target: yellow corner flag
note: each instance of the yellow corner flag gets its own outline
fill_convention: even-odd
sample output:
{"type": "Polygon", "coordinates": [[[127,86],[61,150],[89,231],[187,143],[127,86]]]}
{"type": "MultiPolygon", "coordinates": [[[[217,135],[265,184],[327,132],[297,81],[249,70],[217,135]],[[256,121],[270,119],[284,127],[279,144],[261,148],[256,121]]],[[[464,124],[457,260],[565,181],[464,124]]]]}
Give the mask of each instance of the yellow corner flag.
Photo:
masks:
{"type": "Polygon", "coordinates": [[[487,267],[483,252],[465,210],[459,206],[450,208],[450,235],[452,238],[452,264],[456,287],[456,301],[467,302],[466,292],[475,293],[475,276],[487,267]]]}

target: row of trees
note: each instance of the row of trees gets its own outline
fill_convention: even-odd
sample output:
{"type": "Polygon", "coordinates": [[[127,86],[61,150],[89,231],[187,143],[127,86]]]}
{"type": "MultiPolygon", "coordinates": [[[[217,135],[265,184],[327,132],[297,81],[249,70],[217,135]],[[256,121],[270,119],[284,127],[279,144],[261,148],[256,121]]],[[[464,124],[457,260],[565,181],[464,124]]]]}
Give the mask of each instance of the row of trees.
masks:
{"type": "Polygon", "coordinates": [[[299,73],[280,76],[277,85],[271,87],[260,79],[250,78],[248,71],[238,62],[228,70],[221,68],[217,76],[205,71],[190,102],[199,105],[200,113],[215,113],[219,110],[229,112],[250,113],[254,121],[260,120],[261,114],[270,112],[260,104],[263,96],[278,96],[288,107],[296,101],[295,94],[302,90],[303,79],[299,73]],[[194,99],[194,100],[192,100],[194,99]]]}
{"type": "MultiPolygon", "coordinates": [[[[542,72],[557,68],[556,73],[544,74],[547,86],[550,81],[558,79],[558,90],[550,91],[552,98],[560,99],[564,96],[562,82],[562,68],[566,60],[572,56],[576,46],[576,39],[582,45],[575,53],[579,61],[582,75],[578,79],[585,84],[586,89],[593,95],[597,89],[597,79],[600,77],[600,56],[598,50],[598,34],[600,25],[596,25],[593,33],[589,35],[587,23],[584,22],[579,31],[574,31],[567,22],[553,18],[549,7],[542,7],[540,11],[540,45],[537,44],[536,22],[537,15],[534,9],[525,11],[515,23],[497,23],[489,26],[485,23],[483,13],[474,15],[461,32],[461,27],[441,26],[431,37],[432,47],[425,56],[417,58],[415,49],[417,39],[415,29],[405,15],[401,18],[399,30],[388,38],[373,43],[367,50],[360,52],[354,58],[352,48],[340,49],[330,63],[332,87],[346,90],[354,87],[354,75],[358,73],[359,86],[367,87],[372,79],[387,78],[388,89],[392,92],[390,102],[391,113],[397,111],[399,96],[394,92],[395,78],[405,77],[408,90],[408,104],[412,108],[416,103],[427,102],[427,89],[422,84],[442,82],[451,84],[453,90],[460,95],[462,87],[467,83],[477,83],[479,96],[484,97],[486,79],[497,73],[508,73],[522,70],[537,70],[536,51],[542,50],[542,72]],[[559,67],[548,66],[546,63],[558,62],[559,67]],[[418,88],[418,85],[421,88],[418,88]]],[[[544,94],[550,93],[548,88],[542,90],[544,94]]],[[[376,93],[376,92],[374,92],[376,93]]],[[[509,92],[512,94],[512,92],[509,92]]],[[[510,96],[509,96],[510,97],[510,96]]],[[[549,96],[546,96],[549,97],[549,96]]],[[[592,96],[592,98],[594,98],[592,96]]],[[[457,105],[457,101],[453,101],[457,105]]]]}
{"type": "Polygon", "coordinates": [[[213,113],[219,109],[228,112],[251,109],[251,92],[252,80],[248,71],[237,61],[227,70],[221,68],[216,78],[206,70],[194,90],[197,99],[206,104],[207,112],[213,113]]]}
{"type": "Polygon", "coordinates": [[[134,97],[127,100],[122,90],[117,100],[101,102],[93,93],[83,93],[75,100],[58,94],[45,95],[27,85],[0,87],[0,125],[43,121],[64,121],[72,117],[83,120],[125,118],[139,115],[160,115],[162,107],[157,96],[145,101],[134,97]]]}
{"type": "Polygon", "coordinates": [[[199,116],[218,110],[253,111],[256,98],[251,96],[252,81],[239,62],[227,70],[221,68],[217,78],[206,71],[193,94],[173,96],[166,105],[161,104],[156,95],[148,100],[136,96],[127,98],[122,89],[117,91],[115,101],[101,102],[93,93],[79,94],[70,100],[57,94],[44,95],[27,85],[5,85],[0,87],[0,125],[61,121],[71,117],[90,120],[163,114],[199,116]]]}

================================

§ YOUR GOAL
Work out how many lines in the data include "each". Answer with the number only.

§ COMPLETED TASK
4